### The request
Return every line of the material below that contains the string "photo", copying each line unchanged and keeping their original order.
——
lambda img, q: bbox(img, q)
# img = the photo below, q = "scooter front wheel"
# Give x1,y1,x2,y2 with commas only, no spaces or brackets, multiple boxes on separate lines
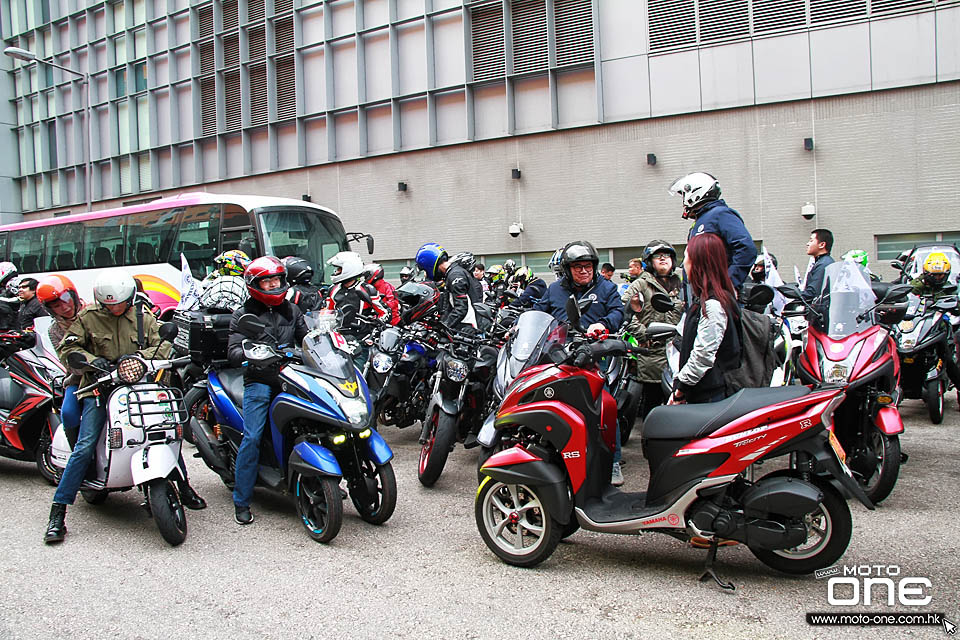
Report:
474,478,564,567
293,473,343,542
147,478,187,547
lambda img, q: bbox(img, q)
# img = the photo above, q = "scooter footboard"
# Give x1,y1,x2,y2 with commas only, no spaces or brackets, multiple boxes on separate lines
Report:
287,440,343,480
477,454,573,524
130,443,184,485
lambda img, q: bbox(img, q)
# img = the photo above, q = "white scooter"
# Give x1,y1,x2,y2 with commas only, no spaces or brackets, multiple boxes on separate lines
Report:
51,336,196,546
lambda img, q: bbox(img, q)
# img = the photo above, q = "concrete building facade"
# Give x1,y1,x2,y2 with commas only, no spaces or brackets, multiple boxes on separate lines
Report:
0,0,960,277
——
### Problem solution
# img = the photo below, q = "scooter front wheel"
# img = the photo above, q = "scooter footboard"
# img = the photo above, q = "white scooter"
# img = the photo above, q = "concrete building facade"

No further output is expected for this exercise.